··· Entries provided ···
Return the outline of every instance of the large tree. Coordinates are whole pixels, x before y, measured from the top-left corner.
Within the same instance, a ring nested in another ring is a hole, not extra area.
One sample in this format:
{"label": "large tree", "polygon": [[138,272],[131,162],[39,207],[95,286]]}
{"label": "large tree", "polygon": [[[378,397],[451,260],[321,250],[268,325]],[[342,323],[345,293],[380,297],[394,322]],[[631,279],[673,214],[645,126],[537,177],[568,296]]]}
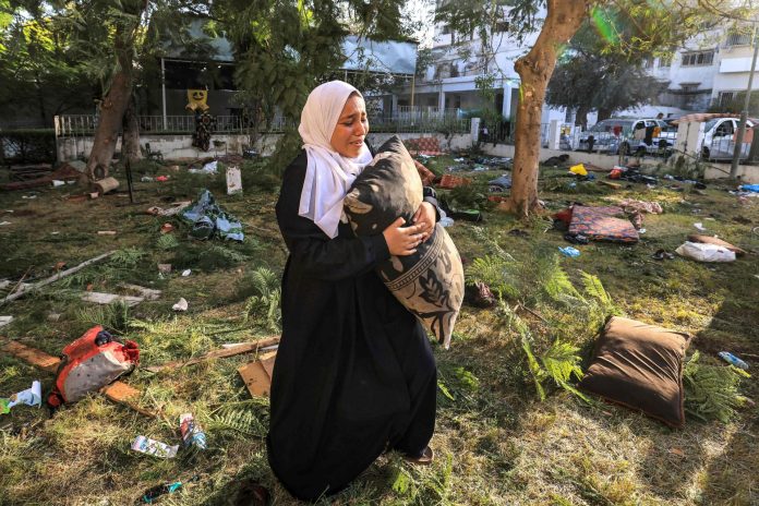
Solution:
{"label": "large tree", "polygon": [[[538,161],[540,122],[549,81],[558,57],[582,23],[591,17],[605,41],[606,51],[626,55],[666,51],[700,33],[716,16],[746,19],[754,13],[751,0],[458,0],[445,2],[438,21],[457,32],[472,26],[492,26],[498,12],[510,20],[520,39],[540,31],[530,51],[515,62],[521,79],[514,155],[513,186],[507,207],[528,216],[539,207]],[[545,16],[537,14],[545,8]],[[615,23],[624,16],[630,31]],[[492,38],[483,52],[495,52]]]}
{"label": "large tree", "polygon": [[559,57],[549,82],[545,103],[577,111],[575,124],[588,126],[588,112],[599,121],[614,112],[650,103],[665,87],[643,62],[652,52],[605,51],[598,27],[587,21]]}

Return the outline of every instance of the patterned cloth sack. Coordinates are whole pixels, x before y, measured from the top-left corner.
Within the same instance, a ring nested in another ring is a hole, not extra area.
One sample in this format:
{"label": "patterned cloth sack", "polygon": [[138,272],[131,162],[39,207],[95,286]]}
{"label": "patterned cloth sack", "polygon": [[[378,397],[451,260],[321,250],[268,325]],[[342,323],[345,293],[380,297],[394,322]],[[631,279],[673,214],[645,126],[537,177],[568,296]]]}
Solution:
{"label": "patterned cloth sack", "polygon": [[[410,224],[421,203],[419,173],[394,135],[353,182],[345,210],[357,236],[375,236],[399,216]],[[463,301],[463,267],[445,229],[437,224],[417,253],[390,256],[377,270],[393,294],[448,348]]]}
{"label": "patterned cloth sack", "polygon": [[622,207],[576,205],[573,207],[569,233],[581,233],[593,241],[638,242],[638,231],[624,216],[625,212]]}

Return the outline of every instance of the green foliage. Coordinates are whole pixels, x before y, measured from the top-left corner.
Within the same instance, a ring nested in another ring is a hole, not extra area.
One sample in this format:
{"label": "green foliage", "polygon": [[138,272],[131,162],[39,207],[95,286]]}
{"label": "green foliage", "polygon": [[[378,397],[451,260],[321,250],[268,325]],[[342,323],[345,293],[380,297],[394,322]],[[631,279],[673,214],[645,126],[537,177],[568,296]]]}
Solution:
{"label": "green foliage", "polygon": [[91,304],[79,309],[74,318],[89,327],[103,325],[106,329],[123,333],[130,323],[130,308],[122,301],[110,304]]}
{"label": "green foliage", "polygon": [[517,267],[514,258],[504,258],[499,255],[474,258],[467,267],[467,284],[484,282],[499,298],[516,299],[519,297]]}
{"label": "green foliage", "polygon": [[210,432],[234,432],[249,437],[265,437],[267,429],[251,409],[225,408],[218,414],[212,414],[206,422]]}
{"label": "green foliage", "polygon": [[279,332],[281,327],[281,289],[279,276],[266,267],[258,267],[245,277],[242,286],[243,292],[253,292],[245,301],[243,322],[248,323],[251,316],[263,321],[263,326],[272,332]]}
{"label": "green foliage", "polygon": [[156,248],[159,250],[173,250],[179,245],[179,240],[173,233],[162,233],[156,240]]}
{"label": "green foliage", "polygon": [[701,420],[727,423],[737,414],[736,409],[746,405],[738,388],[751,376],[734,365],[701,363],[700,357],[696,351],[683,369],[685,410]]}

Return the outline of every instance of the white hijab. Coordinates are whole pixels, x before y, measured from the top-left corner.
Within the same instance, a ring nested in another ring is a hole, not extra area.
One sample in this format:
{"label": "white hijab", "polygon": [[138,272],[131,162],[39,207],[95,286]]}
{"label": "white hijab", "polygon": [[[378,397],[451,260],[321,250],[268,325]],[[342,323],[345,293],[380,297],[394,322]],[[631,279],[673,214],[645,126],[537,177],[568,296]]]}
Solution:
{"label": "white hijab", "polygon": [[298,128],[309,156],[298,214],[311,219],[330,239],[337,236],[344,215],[342,200],[357,176],[372,161],[366,144],[357,158],[344,157],[329,144],[340,112],[352,93],[359,91],[342,81],[316,86],[305,101]]}

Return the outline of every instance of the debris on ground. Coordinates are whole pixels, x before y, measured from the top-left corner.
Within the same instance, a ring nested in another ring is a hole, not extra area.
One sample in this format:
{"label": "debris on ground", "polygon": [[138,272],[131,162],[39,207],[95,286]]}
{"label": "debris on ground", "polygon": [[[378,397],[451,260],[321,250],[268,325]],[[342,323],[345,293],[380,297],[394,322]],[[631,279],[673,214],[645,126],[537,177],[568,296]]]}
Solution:
{"label": "debris on ground", "polygon": [[227,195],[242,192],[242,174],[237,167],[227,168]]}
{"label": "debris on ground", "polygon": [[573,246],[559,248],[558,251],[559,251],[564,256],[568,256],[568,257],[570,257],[570,258],[577,258],[578,256],[580,256],[580,251],[579,251],[578,249],[576,249],[576,248],[573,248]]}
{"label": "debris on ground", "polygon": [[272,375],[274,374],[274,362],[276,359],[277,352],[272,351],[238,369],[242,381],[248,387],[248,391],[253,397],[268,397],[272,389]]}
{"label": "debris on ground", "polygon": [[675,253],[698,262],[735,262],[735,252],[718,244],[686,241]]}
{"label": "debris on ground", "polygon": [[730,351],[720,351],[716,354],[720,356],[720,358],[722,360],[724,360],[725,362],[727,362],[731,365],[735,365],[736,368],[743,369],[744,371],[748,369],[748,364],[746,362],[744,362],[739,358],[735,357]]}
{"label": "debris on ground", "polygon": [[0,398],[0,414],[11,412],[11,408],[19,405],[36,406],[43,405],[43,388],[38,381],[32,382],[32,386],[25,390],[13,394],[8,398]]}
{"label": "debris on ground", "polygon": [[140,435],[132,442],[132,449],[159,458],[174,458],[179,451],[179,445],[169,446],[166,443]]}
{"label": "debris on ground", "polygon": [[241,345],[233,346],[231,348],[222,348],[220,350],[209,351],[201,357],[195,357],[189,360],[176,360],[172,362],[167,362],[160,365],[149,365],[145,368],[152,373],[157,373],[160,371],[166,371],[170,369],[184,368],[188,365],[194,365],[210,359],[224,359],[227,357],[234,357],[242,353],[255,353],[258,350],[267,348],[269,346],[278,345],[279,337],[270,337],[266,339],[261,339],[254,342],[244,342]]}
{"label": "debris on ground", "polygon": [[153,216],[174,216],[184,210],[190,204],[192,204],[191,201],[174,202],[170,207],[166,208],[158,206],[148,207],[145,213]]}
{"label": "debris on ground", "polygon": [[192,227],[190,234],[195,239],[205,240],[218,237],[232,241],[243,240],[240,220],[224,212],[216,204],[214,195],[208,190],[202,190],[197,201],[179,216]]}
{"label": "debris on ground", "polygon": [[206,448],[205,432],[201,425],[195,422],[192,413],[183,413],[179,415],[179,432],[182,434],[182,441],[185,447],[194,446],[197,449]]}

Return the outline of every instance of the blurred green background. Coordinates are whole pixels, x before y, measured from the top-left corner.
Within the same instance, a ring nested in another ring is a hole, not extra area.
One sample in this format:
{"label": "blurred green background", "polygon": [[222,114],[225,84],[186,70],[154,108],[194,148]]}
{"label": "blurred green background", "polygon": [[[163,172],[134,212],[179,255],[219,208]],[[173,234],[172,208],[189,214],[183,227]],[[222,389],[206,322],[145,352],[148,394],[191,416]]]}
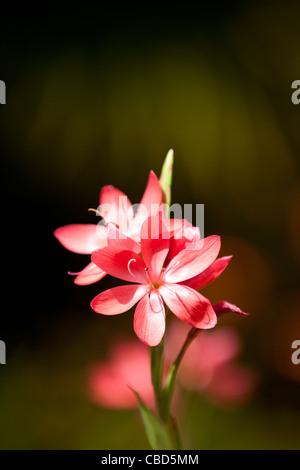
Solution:
{"label": "blurred green background", "polygon": [[173,148],[172,202],[204,204],[205,235],[234,255],[203,293],[251,312],[220,323],[239,331],[241,363],[258,377],[238,409],[191,397],[185,445],[299,449],[299,4],[1,9],[0,448],[148,448],[134,411],[86,393],[87,368],[132,334],[132,312],[90,309],[111,280],[74,285],[67,272],[88,259],[53,231],[98,222],[87,209],[105,184],[139,202]]}

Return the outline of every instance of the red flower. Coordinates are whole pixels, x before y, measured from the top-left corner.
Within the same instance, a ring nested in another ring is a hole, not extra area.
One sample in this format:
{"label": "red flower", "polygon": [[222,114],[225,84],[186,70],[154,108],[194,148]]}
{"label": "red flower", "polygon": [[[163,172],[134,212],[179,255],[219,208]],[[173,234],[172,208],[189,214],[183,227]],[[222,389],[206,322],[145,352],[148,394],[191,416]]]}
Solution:
{"label": "red flower", "polygon": [[[187,331],[187,325],[179,325],[178,322],[171,324],[164,375]],[[253,393],[257,378],[253,370],[236,361],[241,349],[241,339],[232,328],[221,327],[203,332],[193,341],[182,360],[178,371],[180,388],[201,393],[221,407],[245,402]],[[87,387],[90,399],[105,408],[137,407],[138,402],[132,392],[134,389],[143,402],[154,409],[148,348],[132,339],[114,342],[107,360],[89,368]],[[181,403],[179,392],[177,388],[176,407]]]}
{"label": "red flower", "polygon": [[[158,213],[162,202],[162,190],[153,171],[150,172],[147,186],[138,207],[134,210],[128,197],[113,186],[104,186],[100,192],[98,213],[106,225],[113,225],[129,237],[137,238],[141,225],[151,214]],[[107,245],[108,227],[99,224],[70,224],[55,230],[54,236],[70,251],[90,255],[93,251]],[[76,274],[75,284],[87,285],[102,279],[106,272],[89,263]]]}
{"label": "red flower", "polygon": [[[178,318],[196,328],[215,326],[217,315],[210,301],[182,282],[197,276],[215,261],[220,237],[199,239],[193,249],[183,248],[182,239],[176,239],[175,233],[170,236],[160,216],[145,220],[141,244],[126,238],[120,246],[120,240],[116,243],[116,233],[110,232],[108,246],[93,252],[92,261],[108,274],[132,284],[109,289],[95,297],[91,307],[96,312],[117,315],[138,302],[134,331],[149,346],[159,344],[164,335],[164,302]],[[174,244],[180,244],[180,250]]]}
···
Task goal :: Count the lines of the entries above that contain the string "background", treating case as significant. Reply with the number alone.

Response below :: 4